■ WHAT THE TASK ASKS
How many lines in the records below contain the word "green"? Count only case-sensitive matches and reply with the number alone.

■ DATASET RECORDS
Begin

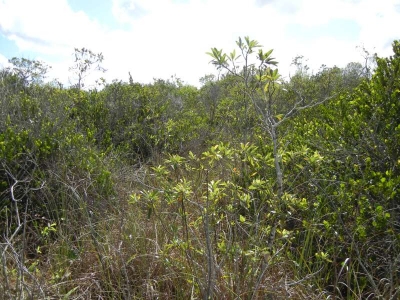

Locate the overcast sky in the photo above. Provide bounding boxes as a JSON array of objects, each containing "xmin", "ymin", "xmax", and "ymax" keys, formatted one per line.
[{"xmin": 0, "ymin": 0, "xmax": 400, "ymax": 85}]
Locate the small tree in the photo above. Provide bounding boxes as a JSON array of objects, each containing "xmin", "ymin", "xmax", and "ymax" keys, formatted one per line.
[
  {"xmin": 69, "ymin": 48, "xmax": 106, "ymax": 89},
  {"xmin": 207, "ymin": 37, "xmax": 331, "ymax": 242}
]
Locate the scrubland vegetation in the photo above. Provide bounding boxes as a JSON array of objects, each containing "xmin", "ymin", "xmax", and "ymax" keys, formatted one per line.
[{"xmin": 0, "ymin": 37, "xmax": 400, "ymax": 299}]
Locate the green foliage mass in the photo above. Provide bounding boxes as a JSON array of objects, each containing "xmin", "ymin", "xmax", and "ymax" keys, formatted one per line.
[{"xmin": 0, "ymin": 37, "xmax": 400, "ymax": 299}]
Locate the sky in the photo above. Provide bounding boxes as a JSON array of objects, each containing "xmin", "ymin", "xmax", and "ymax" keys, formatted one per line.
[{"xmin": 0, "ymin": 0, "xmax": 400, "ymax": 86}]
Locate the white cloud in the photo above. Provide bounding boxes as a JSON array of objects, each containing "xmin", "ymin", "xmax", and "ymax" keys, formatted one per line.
[{"xmin": 0, "ymin": 0, "xmax": 400, "ymax": 84}]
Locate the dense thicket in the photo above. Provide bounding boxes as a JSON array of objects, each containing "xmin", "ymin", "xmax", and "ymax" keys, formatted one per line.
[{"xmin": 0, "ymin": 38, "xmax": 400, "ymax": 299}]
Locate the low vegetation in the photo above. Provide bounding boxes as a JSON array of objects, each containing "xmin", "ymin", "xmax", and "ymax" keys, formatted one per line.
[{"xmin": 0, "ymin": 37, "xmax": 400, "ymax": 299}]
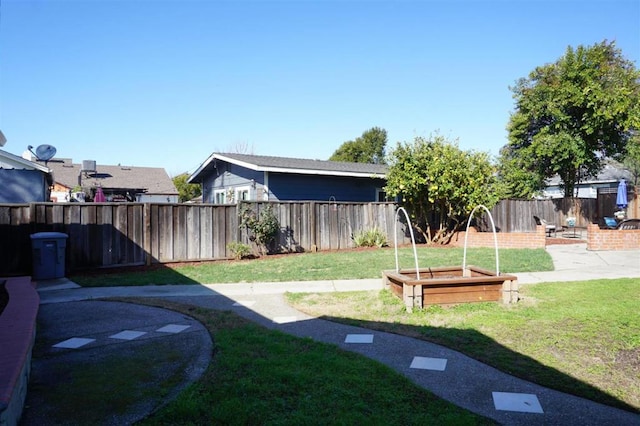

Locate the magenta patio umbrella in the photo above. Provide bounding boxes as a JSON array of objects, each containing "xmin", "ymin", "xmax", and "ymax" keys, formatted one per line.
[
  {"xmin": 616, "ymin": 179, "xmax": 629, "ymax": 209},
  {"xmin": 93, "ymin": 187, "xmax": 107, "ymax": 203}
]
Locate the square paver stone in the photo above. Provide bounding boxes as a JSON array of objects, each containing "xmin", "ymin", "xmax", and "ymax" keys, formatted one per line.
[
  {"xmin": 53, "ymin": 337, "xmax": 96, "ymax": 349},
  {"xmin": 156, "ymin": 324, "xmax": 191, "ymax": 333},
  {"xmin": 109, "ymin": 330, "xmax": 147, "ymax": 340},
  {"xmin": 409, "ymin": 356, "xmax": 447, "ymax": 371},
  {"xmin": 492, "ymin": 392, "xmax": 544, "ymax": 413},
  {"xmin": 344, "ymin": 334, "xmax": 373, "ymax": 343},
  {"xmin": 273, "ymin": 316, "xmax": 298, "ymax": 324}
]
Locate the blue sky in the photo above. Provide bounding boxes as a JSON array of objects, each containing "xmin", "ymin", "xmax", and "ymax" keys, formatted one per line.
[{"xmin": 0, "ymin": 0, "xmax": 640, "ymax": 176}]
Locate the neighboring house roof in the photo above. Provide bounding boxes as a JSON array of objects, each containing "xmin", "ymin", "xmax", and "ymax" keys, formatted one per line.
[
  {"xmin": 547, "ymin": 160, "xmax": 633, "ymax": 186},
  {"xmin": 0, "ymin": 149, "xmax": 51, "ymax": 173},
  {"xmin": 189, "ymin": 152, "xmax": 387, "ymax": 183},
  {"xmin": 38, "ymin": 158, "xmax": 178, "ymax": 195}
]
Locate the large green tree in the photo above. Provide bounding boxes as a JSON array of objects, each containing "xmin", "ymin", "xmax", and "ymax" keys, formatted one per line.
[
  {"xmin": 385, "ymin": 135, "xmax": 498, "ymax": 244},
  {"xmin": 329, "ymin": 127, "xmax": 387, "ymax": 164},
  {"xmin": 173, "ymin": 173, "xmax": 202, "ymax": 203},
  {"xmin": 501, "ymin": 41, "xmax": 640, "ymax": 197}
]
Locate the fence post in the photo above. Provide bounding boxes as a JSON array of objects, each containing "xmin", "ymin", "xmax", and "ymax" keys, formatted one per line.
[
  {"xmin": 142, "ymin": 203, "xmax": 152, "ymax": 266},
  {"xmin": 309, "ymin": 201, "xmax": 318, "ymax": 251}
]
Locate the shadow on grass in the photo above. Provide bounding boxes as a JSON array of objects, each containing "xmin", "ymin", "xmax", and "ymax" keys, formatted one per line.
[
  {"xmin": 69, "ymin": 263, "xmax": 200, "ymax": 287},
  {"xmin": 319, "ymin": 316, "xmax": 640, "ymax": 414}
]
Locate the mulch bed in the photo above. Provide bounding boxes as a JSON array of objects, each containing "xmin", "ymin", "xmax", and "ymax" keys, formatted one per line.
[{"xmin": 547, "ymin": 237, "xmax": 586, "ymax": 246}]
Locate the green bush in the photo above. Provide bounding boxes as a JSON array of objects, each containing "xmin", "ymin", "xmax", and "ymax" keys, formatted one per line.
[
  {"xmin": 227, "ymin": 242, "xmax": 252, "ymax": 260},
  {"xmin": 353, "ymin": 228, "xmax": 387, "ymax": 247},
  {"xmin": 240, "ymin": 203, "xmax": 280, "ymax": 253}
]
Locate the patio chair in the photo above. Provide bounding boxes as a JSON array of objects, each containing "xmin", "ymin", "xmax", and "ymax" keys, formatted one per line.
[
  {"xmin": 533, "ymin": 216, "xmax": 556, "ymax": 237},
  {"xmin": 616, "ymin": 219, "xmax": 640, "ymax": 229}
]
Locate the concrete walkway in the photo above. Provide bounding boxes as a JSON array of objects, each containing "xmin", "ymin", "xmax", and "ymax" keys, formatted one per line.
[{"xmin": 33, "ymin": 244, "xmax": 640, "ymax": 425}]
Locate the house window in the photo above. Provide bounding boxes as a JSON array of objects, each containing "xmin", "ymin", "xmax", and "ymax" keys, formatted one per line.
[
  {"xmin": 235, "ymin": 186, "xmax": 251, "ymax": 203},
  {"xmin": 376, "ymin": 188, "xmax": 391, "ymax": 203},
  {"xmin": 213, "ymin": 189, "xmax": 225, "ymax": 204}
]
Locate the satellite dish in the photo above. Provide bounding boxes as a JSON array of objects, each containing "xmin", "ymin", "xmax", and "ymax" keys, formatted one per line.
[{"xmin": 29, "ymin": 145, "xmax": 56, "ymax": 161}]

End

■ RESULT OF THIS EXERCISE
3